## Excerpted text
=== Section Start ===
Last week I noted how the SC in Waya was careful to emphasise that their decision did not provide Judges with a discretion to tailor confiscation orders to suit the facts of a case.
However, two further important qualifications also applied to the Courts decision.
First, the SC made it clear that A1P1 will have limited application to S.75 “lifestyle” cases where the assumptions are triggered.
Second, the SC also upheld the House of Lords observations in May concerning an offenders benefit.
Proportionality in Lifestyle Cases
In certain cases POCA allows the court to assume that any property transferred to or held by an offender in a six-year period prior to the commencement of the proceedings represents the proceeds of criminal conduct. The burden is on the offender to displace the assumption.
S10(6)(a) and (b) of POCA allows the court to disapply the assumptions if they can be shown to be incorrect or if making them would give rise to a serious risk of injustice.
In the SC’s opinion, the operation of these “safety valve” provisions made it very unlikely that any order would “court the danger of being disproportionate because the assumptions will only by applied if they can be made without risk of serious injustice.”
=== Section End ===
## What you should do
In the text on Waya and confiscation orders, how long is the period before the start of proceedings in which the court may assume an offender's property came from crime? You won't need the records for any of this.

## Record extracts
=== Section Start ===
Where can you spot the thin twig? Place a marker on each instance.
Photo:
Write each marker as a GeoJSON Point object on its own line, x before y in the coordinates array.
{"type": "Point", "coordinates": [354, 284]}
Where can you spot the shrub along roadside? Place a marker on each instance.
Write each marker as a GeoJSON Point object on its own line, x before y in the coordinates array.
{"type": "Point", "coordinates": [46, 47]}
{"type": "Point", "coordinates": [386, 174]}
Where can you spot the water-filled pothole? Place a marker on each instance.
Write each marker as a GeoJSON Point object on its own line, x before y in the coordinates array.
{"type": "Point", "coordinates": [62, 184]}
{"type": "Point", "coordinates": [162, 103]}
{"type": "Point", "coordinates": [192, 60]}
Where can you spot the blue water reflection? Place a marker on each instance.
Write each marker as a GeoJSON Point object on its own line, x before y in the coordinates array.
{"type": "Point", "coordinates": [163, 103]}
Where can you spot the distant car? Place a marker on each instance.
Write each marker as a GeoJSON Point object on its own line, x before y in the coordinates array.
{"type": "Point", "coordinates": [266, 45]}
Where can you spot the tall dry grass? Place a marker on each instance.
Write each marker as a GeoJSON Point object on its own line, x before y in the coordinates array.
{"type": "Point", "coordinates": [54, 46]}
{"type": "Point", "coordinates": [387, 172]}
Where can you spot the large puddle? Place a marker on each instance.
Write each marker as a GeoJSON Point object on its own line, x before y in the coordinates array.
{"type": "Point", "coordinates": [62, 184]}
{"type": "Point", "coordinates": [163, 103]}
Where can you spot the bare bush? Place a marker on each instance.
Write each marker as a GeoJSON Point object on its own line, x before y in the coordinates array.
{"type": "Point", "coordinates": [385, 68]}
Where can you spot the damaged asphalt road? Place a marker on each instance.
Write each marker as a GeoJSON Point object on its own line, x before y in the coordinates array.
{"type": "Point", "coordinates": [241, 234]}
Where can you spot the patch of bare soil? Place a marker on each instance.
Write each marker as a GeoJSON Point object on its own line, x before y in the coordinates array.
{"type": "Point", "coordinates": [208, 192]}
=== Section End ===
## Result
Six years.